▶ [PASSAGE FOR REVIEW]:
____

A file object is an iterator, not a container

Wed Nov 14 01:25:23 EST 2001

I am currently working on a framework for dataflow-oriented programming.
This framework makes it easy to create dataflows by connecting together
sources, transformations and destinations.  It makes extensive use of the 
new iterators and generator functions defined in Python 2.2.  A first public 
release is expected soon.  

During the design I have encountered an inconsistency in the way Python
uses iterators for files:  Python pretends that an open file object is a
container that can create iterators while in fact an open file object 
already *is* an iterator with a "nonstandard" protocol (readline instead of 
next).  The real container is the file residing on the disk, not the open 
file object.

To see the difference, try creating two iterators from one list and two
iterators from one file.  You can read the two list iterators independently
but you can't read the two file iterators independently.

____

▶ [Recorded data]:
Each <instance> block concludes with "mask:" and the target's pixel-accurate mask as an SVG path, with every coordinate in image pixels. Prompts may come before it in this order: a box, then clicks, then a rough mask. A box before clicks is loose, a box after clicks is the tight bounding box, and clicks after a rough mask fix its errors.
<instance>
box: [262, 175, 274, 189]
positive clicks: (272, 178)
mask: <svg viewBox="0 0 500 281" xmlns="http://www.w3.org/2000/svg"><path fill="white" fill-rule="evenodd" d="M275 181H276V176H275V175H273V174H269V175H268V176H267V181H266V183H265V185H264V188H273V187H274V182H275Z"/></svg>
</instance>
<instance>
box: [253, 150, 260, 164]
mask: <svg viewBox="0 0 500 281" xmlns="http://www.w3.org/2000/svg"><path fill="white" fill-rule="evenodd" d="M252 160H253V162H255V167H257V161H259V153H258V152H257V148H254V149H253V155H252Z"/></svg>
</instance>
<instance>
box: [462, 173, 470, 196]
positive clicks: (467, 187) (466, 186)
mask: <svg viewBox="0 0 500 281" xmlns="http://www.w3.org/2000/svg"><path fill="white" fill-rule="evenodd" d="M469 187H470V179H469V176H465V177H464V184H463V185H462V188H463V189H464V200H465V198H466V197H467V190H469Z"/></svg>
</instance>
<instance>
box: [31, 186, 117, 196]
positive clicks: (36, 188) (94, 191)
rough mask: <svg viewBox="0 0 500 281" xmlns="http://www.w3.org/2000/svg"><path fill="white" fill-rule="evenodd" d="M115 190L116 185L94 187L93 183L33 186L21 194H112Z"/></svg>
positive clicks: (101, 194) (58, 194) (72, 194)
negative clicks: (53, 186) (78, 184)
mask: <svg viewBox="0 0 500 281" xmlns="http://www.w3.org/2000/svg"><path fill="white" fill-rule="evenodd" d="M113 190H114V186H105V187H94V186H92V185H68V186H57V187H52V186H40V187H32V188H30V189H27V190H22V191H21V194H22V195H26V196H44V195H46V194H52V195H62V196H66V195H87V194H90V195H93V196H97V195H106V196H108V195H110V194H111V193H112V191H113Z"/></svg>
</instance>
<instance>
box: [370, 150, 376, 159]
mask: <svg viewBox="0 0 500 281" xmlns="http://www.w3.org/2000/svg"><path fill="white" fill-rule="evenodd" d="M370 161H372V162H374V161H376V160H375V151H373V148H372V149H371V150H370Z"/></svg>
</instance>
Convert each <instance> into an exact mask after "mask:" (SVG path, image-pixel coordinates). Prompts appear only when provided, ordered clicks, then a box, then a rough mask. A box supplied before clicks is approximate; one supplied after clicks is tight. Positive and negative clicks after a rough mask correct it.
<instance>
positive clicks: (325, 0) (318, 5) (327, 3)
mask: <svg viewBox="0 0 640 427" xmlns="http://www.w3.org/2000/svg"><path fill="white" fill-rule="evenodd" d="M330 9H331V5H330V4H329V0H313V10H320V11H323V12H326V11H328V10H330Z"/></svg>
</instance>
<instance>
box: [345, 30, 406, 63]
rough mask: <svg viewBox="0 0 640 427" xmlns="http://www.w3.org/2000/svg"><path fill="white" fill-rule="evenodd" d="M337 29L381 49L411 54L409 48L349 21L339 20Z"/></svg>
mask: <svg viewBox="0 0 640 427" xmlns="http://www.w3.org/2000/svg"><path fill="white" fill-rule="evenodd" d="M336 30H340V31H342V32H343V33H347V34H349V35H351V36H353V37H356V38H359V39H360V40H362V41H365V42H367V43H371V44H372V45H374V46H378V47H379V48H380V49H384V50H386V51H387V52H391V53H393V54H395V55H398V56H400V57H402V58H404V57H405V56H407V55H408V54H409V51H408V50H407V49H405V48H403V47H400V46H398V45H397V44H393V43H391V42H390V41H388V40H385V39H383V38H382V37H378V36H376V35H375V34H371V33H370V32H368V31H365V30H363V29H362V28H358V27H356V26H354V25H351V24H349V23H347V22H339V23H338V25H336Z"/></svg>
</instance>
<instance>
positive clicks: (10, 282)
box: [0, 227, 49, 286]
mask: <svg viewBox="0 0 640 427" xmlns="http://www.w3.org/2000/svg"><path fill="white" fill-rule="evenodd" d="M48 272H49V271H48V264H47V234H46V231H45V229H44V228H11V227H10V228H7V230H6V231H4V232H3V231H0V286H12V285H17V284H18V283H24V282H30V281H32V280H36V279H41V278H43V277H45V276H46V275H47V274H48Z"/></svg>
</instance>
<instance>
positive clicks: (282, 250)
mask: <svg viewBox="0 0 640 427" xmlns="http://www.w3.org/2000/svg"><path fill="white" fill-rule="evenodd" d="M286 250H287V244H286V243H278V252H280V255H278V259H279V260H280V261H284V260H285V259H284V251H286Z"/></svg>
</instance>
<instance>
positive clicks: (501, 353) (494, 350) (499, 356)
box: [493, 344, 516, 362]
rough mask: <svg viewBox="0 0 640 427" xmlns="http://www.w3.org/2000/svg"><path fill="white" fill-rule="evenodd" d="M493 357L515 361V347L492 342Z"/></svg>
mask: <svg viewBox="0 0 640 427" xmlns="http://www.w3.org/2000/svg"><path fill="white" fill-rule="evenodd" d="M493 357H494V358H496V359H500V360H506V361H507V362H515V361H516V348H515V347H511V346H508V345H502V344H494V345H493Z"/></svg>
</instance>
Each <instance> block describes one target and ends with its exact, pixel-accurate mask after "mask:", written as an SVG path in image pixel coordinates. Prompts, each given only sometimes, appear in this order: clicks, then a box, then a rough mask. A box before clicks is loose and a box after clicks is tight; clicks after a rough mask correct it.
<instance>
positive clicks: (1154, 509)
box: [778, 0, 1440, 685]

____

▶ [ASSIGNED TASK A]: From the post on Python file iterators, set down the stretch from "During the design" through "file iterators independently." word for word.
▶ [ASSIGNED TASK B]: In the post on Python file iterators, which method does an open file object use in place of next?
▶ [ASSIGNED TASK C]: Please carry the post on Python file iterators forward from its final sentence.

▶ [WRITTEN REPLY A]:
During the design I have encountered an inconsistency in the way Python
uses iterators for files:  Python pretends that an open file object is a
container that can create iterators while in fact an open file object 
already *is* an iterator with a "nonstandard" protocol (readline instead of 
next).  The real container is the file residing on the disk, not the open 
file object.

To see the difference, try creating two iterators from one list and two
iterators from one file.  You can read the two list iterators independently
but you can't read the two file iterators independently.

▶ [WRITTEN REPLY B]: readline

▶ [WRITTEN REPLY C]:
My proposal is to make an open file object obey the iterator protocol:

__iter__():
  return self
next() 
  return next line 
  raise StopIteration on EOF
  <CONTROVERSIAL> close file on EOF </CONTROVERSIAL>

Is there any chance this could still make it to the final 2.2 release or
would a thorough discussion of this proposal on the list take too long?

A natural future extension of this idea would be to define an unopened file 
object.  This object will truly act as a container because it is a factory 
for multiple, independent iterators of itself - open files with different 
file descriptors.

>>> f=file('/etc/passwd' [,mode, buffering, etc] )
>>> f
<file '/etc/passwd', mode 'r' at 0x12345678>
>>> i=iter(f)		# i=f.open() is equivalent
>>> j=iter(f)
>>> i
<open file '/etc/passwd', mode 'r' at 0x23456789>
>>> i.fileno()
4
>>> j.fileno()
5

The open() method is an alias for an unopened file's __iter__() method.
Note that a closed file is not the same as an unopened file: a closed file
is an exhausted iterator, not a factory for new open files.  

There should also be a method to iterate over files with some fixed size 
chunk instead of by lines.  The buffering argument to open() may be reused 
for this purpose or a new optional argument may be defined.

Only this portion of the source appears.